• TASK REQUIREMENTS: Render each line of the listing below as a Markdown table with two columns, Row and Line, numbering the rows in order and omitting any blank lines.

Dataset listing:
%%
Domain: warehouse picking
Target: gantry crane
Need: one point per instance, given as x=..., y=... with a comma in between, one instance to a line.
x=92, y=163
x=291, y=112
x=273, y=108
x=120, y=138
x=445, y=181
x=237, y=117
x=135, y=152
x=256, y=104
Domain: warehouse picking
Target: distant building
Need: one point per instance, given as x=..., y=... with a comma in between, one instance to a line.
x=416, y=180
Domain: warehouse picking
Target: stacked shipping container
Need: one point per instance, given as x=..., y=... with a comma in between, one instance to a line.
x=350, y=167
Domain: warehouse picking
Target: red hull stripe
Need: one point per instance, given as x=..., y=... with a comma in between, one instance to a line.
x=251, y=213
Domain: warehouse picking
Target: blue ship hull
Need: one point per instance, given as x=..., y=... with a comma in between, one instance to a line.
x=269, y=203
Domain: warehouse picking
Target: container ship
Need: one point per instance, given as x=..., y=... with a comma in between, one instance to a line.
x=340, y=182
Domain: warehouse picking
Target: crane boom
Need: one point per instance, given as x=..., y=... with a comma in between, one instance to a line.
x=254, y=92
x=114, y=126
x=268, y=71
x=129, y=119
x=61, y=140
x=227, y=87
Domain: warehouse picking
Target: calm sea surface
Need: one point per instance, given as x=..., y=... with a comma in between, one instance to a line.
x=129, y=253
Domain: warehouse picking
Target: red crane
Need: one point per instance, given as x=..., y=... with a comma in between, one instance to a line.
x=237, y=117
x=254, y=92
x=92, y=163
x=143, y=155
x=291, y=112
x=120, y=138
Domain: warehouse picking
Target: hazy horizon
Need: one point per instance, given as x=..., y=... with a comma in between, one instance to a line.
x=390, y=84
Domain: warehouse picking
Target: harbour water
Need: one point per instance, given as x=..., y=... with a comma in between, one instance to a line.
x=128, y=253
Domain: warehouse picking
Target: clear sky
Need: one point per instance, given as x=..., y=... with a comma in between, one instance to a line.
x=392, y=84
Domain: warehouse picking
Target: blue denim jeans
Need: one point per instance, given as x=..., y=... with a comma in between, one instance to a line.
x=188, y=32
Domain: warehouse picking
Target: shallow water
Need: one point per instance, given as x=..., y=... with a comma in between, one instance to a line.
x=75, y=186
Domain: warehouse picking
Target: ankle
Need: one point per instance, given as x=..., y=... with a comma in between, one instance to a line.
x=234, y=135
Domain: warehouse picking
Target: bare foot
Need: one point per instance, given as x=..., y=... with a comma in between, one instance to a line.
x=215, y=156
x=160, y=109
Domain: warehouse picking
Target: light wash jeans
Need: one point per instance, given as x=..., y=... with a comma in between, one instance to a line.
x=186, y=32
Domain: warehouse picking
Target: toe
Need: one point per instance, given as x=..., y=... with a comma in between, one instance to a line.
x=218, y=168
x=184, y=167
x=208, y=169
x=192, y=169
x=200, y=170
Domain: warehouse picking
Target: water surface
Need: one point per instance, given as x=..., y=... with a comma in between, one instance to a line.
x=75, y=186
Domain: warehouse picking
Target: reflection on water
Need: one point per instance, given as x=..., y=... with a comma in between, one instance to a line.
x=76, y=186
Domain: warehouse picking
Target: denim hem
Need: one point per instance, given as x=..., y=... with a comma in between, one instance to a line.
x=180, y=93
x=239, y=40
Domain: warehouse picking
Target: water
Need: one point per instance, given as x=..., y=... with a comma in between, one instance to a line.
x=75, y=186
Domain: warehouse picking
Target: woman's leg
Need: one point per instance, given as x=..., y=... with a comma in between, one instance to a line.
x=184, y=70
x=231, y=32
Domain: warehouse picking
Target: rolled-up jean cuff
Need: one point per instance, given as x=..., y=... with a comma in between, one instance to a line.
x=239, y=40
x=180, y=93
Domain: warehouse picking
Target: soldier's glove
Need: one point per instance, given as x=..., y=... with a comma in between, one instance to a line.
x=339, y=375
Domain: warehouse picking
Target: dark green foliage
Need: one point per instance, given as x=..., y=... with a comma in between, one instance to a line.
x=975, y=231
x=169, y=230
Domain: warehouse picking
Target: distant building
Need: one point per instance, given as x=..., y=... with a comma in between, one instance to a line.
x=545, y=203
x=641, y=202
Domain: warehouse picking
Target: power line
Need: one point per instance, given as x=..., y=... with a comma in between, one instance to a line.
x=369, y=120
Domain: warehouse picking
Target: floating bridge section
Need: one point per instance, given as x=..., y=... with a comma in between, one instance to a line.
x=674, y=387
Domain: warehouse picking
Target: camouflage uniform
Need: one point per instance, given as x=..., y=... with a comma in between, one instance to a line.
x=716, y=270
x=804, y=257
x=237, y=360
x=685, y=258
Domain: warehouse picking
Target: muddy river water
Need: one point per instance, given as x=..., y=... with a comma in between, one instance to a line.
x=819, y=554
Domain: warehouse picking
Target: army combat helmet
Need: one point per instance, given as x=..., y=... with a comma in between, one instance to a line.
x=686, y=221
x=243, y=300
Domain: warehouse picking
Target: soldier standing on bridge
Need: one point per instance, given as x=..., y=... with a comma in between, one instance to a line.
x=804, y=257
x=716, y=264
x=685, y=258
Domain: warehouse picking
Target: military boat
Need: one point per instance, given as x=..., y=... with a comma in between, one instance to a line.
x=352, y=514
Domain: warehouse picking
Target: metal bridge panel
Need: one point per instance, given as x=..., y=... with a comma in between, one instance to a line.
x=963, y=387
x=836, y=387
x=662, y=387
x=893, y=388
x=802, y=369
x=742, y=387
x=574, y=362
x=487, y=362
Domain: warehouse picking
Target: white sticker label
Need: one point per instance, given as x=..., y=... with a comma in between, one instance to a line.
%%
• RESPONSE TO THE TASK:
| Row | Line |
|---|---|
| 1 | Domain: warehouse picking |
| 2 | Target: gantry crane |
| 3 | Need: one point per instance, given as x=..., y=... with a comma in between, one instance to a line. |
| 4 | x=92, y=163 |
| 5 | x=291, y=112 |
| 6 | x=273, y=108 |
| 7 | x=120, y=138 |
| 8 | x=445, y=181 |
| 9 | x=237, y=117 |
| 10 | x=135, y=152 |
| 11 | x=256, y=104 |
| 12 | Domain: warehouse picking |
| 13 | Target: distant building |
| 14 | Need: one point per instance, given as x=..., y=... with a comma in between, one instance to a line. |
| 15 | x=416, y=180 |
| 16 | Domain: warehouse picking |
| 17 | Target: stacked shipping container |
| 18 | Need: one point per instance, given as x=..., y=... with a comma in between, one instance to a line. |
| 19 | x=350, y=167 |
| 20 | Domain: warehouse picking |
| 21 | Target: red hull stripe |
| 22 | Need: one point per instance, given as x=..., y=... with a comma in between, one instance to a line. |
| 23 | x=251, y=213 |
| 24 | Domain: warehouse picking |
| 25 | Target: blue ship hull |
| 26 | Need: one point per instance, given as x=..., y=... with a comma in between, one instance to a line. |
| 27 | x=269, y=203 |
| 28 | Domain: warehouse picking |
| 29 | Target: container ship |
| 30 | Need: one point per instance, given as x=..., y=... with a comma in between, one instance to a line. |
| 31 | x=340, y=182 |
| 32 | Domain: warehouse picking |
| 33 | Target: crane boom |
| 34 | Need: one point per instance, given as x=..., y=... with a comma in between, one instance to a line. |
| 35 | x=254, y=92 |
| 36 | x=114, y=126 |
| 37 | x=268, y=71 |
| 38 | x=129, y=119 |
| 39 | x=61, y=140 |
| 40 | x=227, y=87 |
| 41 | Domain: warehouse picking |
| 42 | Target: calm sea surface |
| 43 | Need: one point per instance, given as x=..., y=... with a comma in between, one instance to a line. |
| 44 | x=129, y=253 |
| 45 | Domain: warehouse picking |
| 46 | Target: red crane |
| 47 | Need: one point per instance, given as x=..., y=... with a comma in between, one instance to a line. |
| 48 | x=237, y=117 |
| 49 | x=254, y=92 |
| 50 | x=92, y=163 |
| 51 | x=143, y=155 |
| 52 | x=291, y=112 |
| 53 | x=120, y=138 |
| 54 | Domain: warehouse picking |
| 55 | Target: hazy horizon |
| 56 | Need: one point per instance, given as x=..., y=... with a comma in between, one instance to a line. |
| 57 | x=390, y=84 |
| 58 | Domain: warehouse picking |
| 59 | Target: harbour water |
| 60 | Need: one point per instance, given as x=..., y=... with a comma in between, one instance to a line. |
| 61 | x=128, y=253 |
| 62 | Domain: warehouse picking |
| 63 | Target: clear sky |
| 64 | Need: one point per instance, given as x=..., y=... with a comma in between, one instance to a line. |
| 65 | x=392, y=84 |
| 66 | Domain: warehouse picking |
| 67 | Target: blue denim jeans |
| 68 | Need: one point per instance, given as x=..., y=... with a comma in between, one instance to a line. |
| 69 | x=188, y=32 |
| 70 | Domain: warehouse picking |
| 71 | Target: shallow water |
| 72 | Need: one point per instance, given as x=..., y=... with a comma in between, one instance to a line. |
| 73 | x=75, y=186 |
| 74 | Domain: warehouse picking |
| 75 | Target: ankle |
| 76 | Need: one point per instance, given as x=..., y=... with a comma in between, one instance to a line. |
| 77 | x=234, y=135 |
| 78 | Domain: warehouse picking |
| 79 | Target: bare foot |
| 80 | Need: one point per instance, given as x=..., y=... with a comma in between, one instance to a line. |
| 81 | x=215, y=156 |
| 82 | x=160, y=109 |
| 83 | Domain: warehouse picking |
| 84 | Target: light wash jeans |
| 85 | Need: one point per instance, given as x=..., y=... with a comma in between, one instance to a line. |
| 86 | x=186, y=32 |
| 87 | Domain: warehouse picking |
| 88 | Target: toe |
| 89 | Need: one point per instance, given as x=..., y=... with a comma in between, one instance to a line. |
| 90 | x=218, y=168 |
| 91 | x=184, y=167 |
| 92 | x=208, y=169 |
| 93 | x=192, y=169 |
| 94 | x=200, y=170 |
| 95 | Domain: warehouse picking |
| 96 | Target: water surface |
| 97 | Need: one point per instance, given as x=..., y=... with a comma in between, one instance to a line. |
| 98 | x=75, y=186 |
| 99 | Domain: warehouse picking |
| 100 | Target: reflection on water |
| 101 | Need: one point per instance, given as x=..., y=... with a comma in between, one instance to a line. |
| 102 | x=76, y=186 |
| 103 | Domain: warehouse picking |
| 104 | Target: denim hem |
| 105 | Need: one point per instance, given as x=..., y=... with a comma in between, one instance to a line. |
| 106 | x=180, y=93 |
| 107 | x=239, y=40 |
| 108 | Domain: warehouse picking |
| 109 | Target: water |
| 110 | Need: one point per instance, given as x=..., y=... with a comma in between, one instance to a line. |
| 111 | x=75, y=186 |
| 112 | Domain: warehouse picking |
| 113 | Target: woman's leg |
| 114 | Need: one point per instance, given as x=..., y=... with a comma in between, one instance to a line. |
| 115 | x=184, y=70 |
| 116 | x=231, y=32 |
| 117 | Domain: warehouse picking |
| 118 | Target: rolled-up jean cuff |
| 119 | Need: one point per instance, given as x=..., y=... with a comma in between, one instance to a line. |
| 120 | x=239, y=40 |
| 121 | x=180, y=93 |
| 122 | Domain: warehouse picking |
| 123 | Target: soldier's glove |
| 124 | Need: one point per instance, given as x=..., y=... with a comma in between, one instance to a line. |
| 125 | x=339, y=375 |
| 126 | Domain: warehouse picking |
| 127 | Target: dark green foliage |
| 128 | Need: one point per instance, given as x=..., y=... with a comma in between, one instance to a line. |
| 129 | x=975, y=231 |
| 130 | x=169, y=230 |
| 131 | Domain: warehouse picking |
| 132 | Target: distant building |
| 133 | Need: one point per instance, given as x=..., y=... with a comma in between, one instance to a line. |
| 134 | x=545, y=203 |
| 135 | x=641, y=202 |
| 136 | Domain: warehouse picking |
| 137 | Target: power line |
| 138 | Need: one point per instance, given as x=..., y=... with a comma in between, one instance to a line. |
| 139 | x=369, y=120 |
| 140 | Domain: warehouse picking |
| 141 | Target: floating bridge section |
| 142 | Need: one point per instance, given as x=..., y=... with a comma in between, one instance to a line. |
| 143 | x=674, y=387 |
| 144 | Domain: warehouse picking |
| 145 | Target: camouflage uniform |
| 146 | Need: one point per instance, given as x=..., y=... with a comma in between, one instance to a line. |
| 147 | x=716, y=270 |
| 148 | x=804, y=257 |
| 149 | x=237, y=360 |
| 150 | x=685, y=258 |
| 151 | Domain: warehouse picking |
| 152 | Target: muddy river water |
| 153 | Need: one point per instance, given as x=..., y=... with a comma in between, one instance to a line. |
| 154 | x=819, y=554 |
| 155 | Domain: warehouse picking |
| 156 | Target: army combat helmet |
| 157 | Need: one point per instance, given as x=..., y=... with a comma in between, one instance to a line. |
| 158 | x=686, y=221 |
| 159 | x=243, y=300 |
| 160 | Domain: warehouse picking |
| 161 | Target: soldier standing on bridge |
| 162 | Need: one point per instance, given as x=..., y=... with a comma in between, one instance to a line. |
| 163 | x=804, y=257 |
| 164 | x=716, y=264 |
| 165 | x=685, y=258 |
| 166 | Domain: warehouse picking |
| 167 | Target: military boat |
| 168 | Need: one point per instance, given as x=..., y=... with a comma in between, one instance to a line. |
| 169 | x=352, y=514 |
| 170 | Domain: warehouse picking |
| 171 | Target: metal bridge panel |
| 172 | Need: one point per instance, given as x=..., y=... with a comma in between, one instance to a line. |
| 173 | x=963, y=387 |
| 174 | x=836, y=387 |
| 175 | x=662, y=387 |
| 176 | x=893, y=388 |
| 177 | x=802, y=369 |
| 178 | x=742, y=387 |
| 179 | x=574, y=362 |
| 180 | x=487, y=362 |
| 181 | Domain: warehouse picking |
| 182 | Target: white sticker label |
| 183 | Need: one point per instance, given as x=..., y=... with a comma in between, one instance to a line. |